**WHAT YOU WILL DO**
Please reproduce every one of the items below word for word, leaving the pictures out.

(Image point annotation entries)
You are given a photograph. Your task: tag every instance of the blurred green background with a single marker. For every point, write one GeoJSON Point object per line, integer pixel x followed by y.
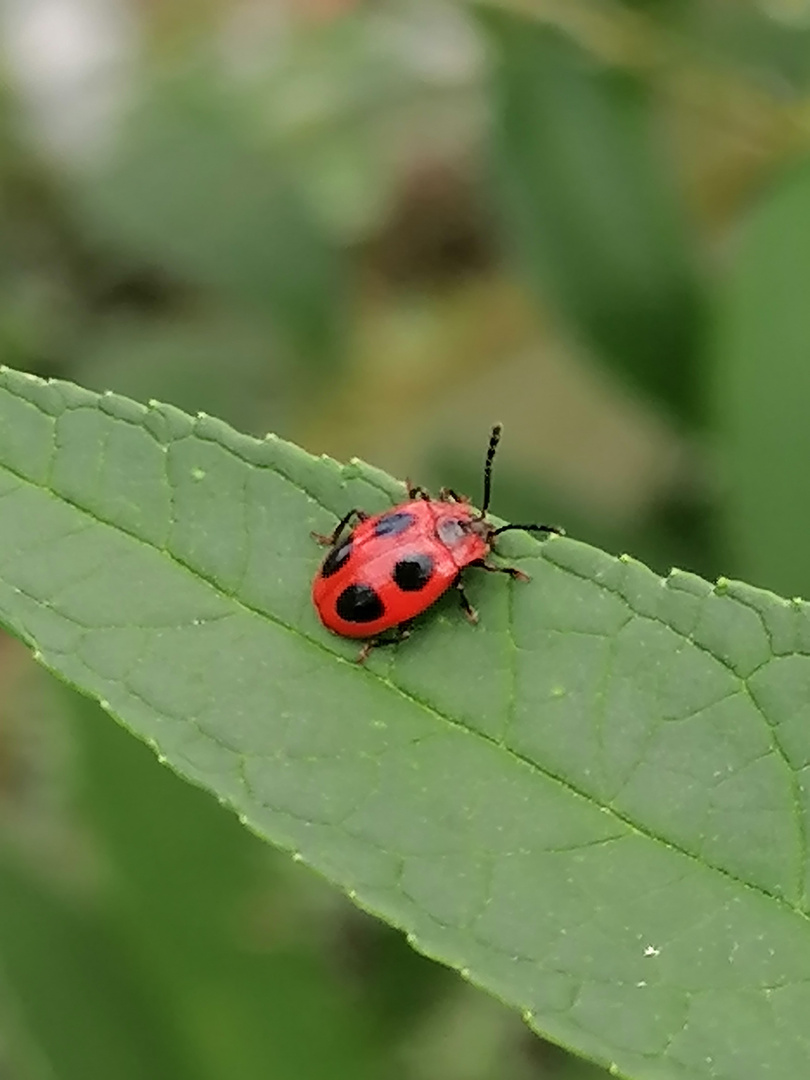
{"type": "Point", "coordinates": [376, 228]}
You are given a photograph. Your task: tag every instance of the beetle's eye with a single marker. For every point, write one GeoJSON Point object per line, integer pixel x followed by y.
{"type": "Point", "coordinates": [450, 531]}
{"type": "Point", "coordinates": [393, 524]}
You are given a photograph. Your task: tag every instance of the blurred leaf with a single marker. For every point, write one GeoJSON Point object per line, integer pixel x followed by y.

**RESULT OF THIS EXERCISE**
You are given a photograph. Your task: tag every instance of the blurred green background with a single marker. For every point, write one GeoJSON Point object per line, integer pixel x followed by y.
{"type": "Point", "coordinates": [376, 228]}
You are given a photograph. Your task: tag every instance of the beetle's eye with a single marker. For every point, write one GeoJSON Point object per line, integer pixel x followed by y.
{"type": "Point", "coordinates": [450, 531]}
{"type": "Point", "coordinates": [393, 524]}
You are given a photograph. Your task: tag every instance of the blurred leaf with a single marker. For every point, write one GeoJSON Point object per line, integer pixel x followed by y.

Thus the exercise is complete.